▶ [WHAT IS ASKED]
a: Answer these questions from the NGINX troubleshooting guide, one line each:
(i) Which sites does it name as being powered by NGINX?
(ii) What was NGINX originally conceived as?
(iii) How is Issue # 1 detected?
b: Decide whether each statement agrees with the NGINX troubleshooting guide. Answer yes or no, and quote the words that settle it.
(i) NGINX was first designed as a load balancer.
(ii) NGINX can be customized through external modules.
(iii) NGINX is known for being unstable.
c: Carry on with the NGINX troubleshooting guide from the point where it stops.

▶ [EXCERPT]
┌────────

A comprehensive NGINX troubleshooting guide

NGINX is a powerful, open-source HTTP software that can be used as a web server, load balancer, reverse proxy, mail proxy, and HTTP cache. Its versatility renders it indispensable in several high-performance, distributed IT infrastructures.

While NGINX is known for its stability and fault-tolerance, it can occasionally encounter issues or performance bottlenecks. In the dynamic world of web services, where downtime or performance blips can immediately impact user experience, prompt troubleshooting of these issues is critical.

This comprehensive guide will equip you with the knowledge and steps to swiftly restore desired NGINX functionality and maintain the integrity of the overall system. We will cover NGINX issues related to startup, connection, configuration, request processing, load balancing, and more.

What is NGINX?

Originally conceived as a fast and lightweight web server, NGINX has evolved to cater to a myriad of additional web use cases. Whether you want to implement SSL/TLS termination between your server and users, efficiently distribute traffic among backend servers, forward requests to different servers based on specific rules or cache frequently accessed resources, NGINX delivers.

Due to its event-driven architecture, NGINX excels at handling large volumes of concurrent connections with minimal resource consumption. This is part of the reason why it’s being used to power some of the busiest sites on the internet, including Adobe, WordPress, ahrefs, and Cloudflare.

NGINX offers granular control over its behavior through a user-friendly configuration syntax. This makes it easy for administrators to adapt NGINX to suit their specific architectural needs quickly. Moreover, NGINX’s modular architecture allows for extensive customization through external modules.

Troubleshooting NGINX for health and performance

In the next few sections, we will provide a troubleshooting framework to assist NGINX users in identifying and resolving common issues that may arise during configuration, deployment, and operation.

Startup and connection problems

Let’s start by dissecting problems you may be facing while getting an NGINX instance to start and connect with other entities in your architecture.

Issue # 1 – NGINX fails to start

Problem: You are unable to start the NGINX service.

Detection: You see errors and exceptions on the console after issuing the NGINX startup command.

└────────

▶ [DATA PROVIDED]
┌────────

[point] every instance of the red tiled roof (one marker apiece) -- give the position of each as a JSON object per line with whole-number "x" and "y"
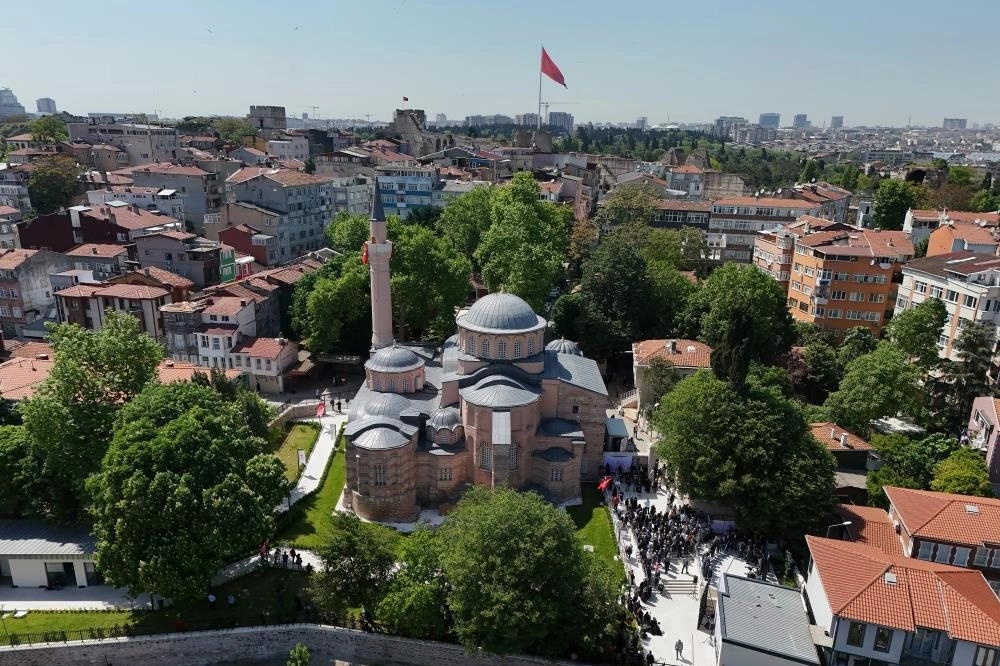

└────────

▶ [EXERCISE RESPONSES]
a:
(i) Adobe, WordPress, ahrefs, and Cloudflare.
(ii) A fast and lightweight web server.
(iii) You see errors and exceptions on the console after issuing the NGINX startup command.

b:
(i) No: "Originally conceived as a fast and lightweight web server"
(ii) Yes: "NGINX’s modular architecture allows for extensive customization through external modules"
(iii) No: "NGINX is known for its stability and fault-tolerance"

c:
Troubleshooting:

  • Start by looking at the NGINX file logs (default location: /var/log/nginx/*) for additional context about the issue.
  • Use the sudo nginx -t command to test your configuration file for syntax errors. Fix any reported errors and restart NGINX.
  • Verify that the NGINX ports (defaults: 80, 443) that you have specified in the configuration files are not occupied by other services. For example, you can use this command to check whether port 80 is already occupied:
    sudo netstat -tuln | grep ':80 '
  • Confirm that NGINX has the required permissions to access configuration and log files. Incorrect file permissions can impede NGINX startup. Use commands like chmod or chown to modify permissions if needed.
  • If NGINX is using third-party modules, ensure that they are compatible with the NGINX version and configuration. If there are incompatible modules, you will need to disable or update them to start NGINX.
  • If the problem persists, enable debug logging and then restart NGINX for more clues. If you are an NGINX Plus user, you can run this command to do so:
    service nginx stop && service nginx-debug start

    If you are using the open-source version, you will have to recompile NGINX using the --with-debug option to enable debugging. Follow these steps:

    • Navigate to the path where you are storing the NGINX source code.
    • Run this command to execute the configure script:
      ./configure --with-debug [add other relevant arguments to the command]
    • Run these commands to compile and install:
      sudo make
      sudo make install

Issue # 2 – NGINX starts but website doesn’t load

Problem: NGINX is up and running, but you are unable to visit your site on the browser.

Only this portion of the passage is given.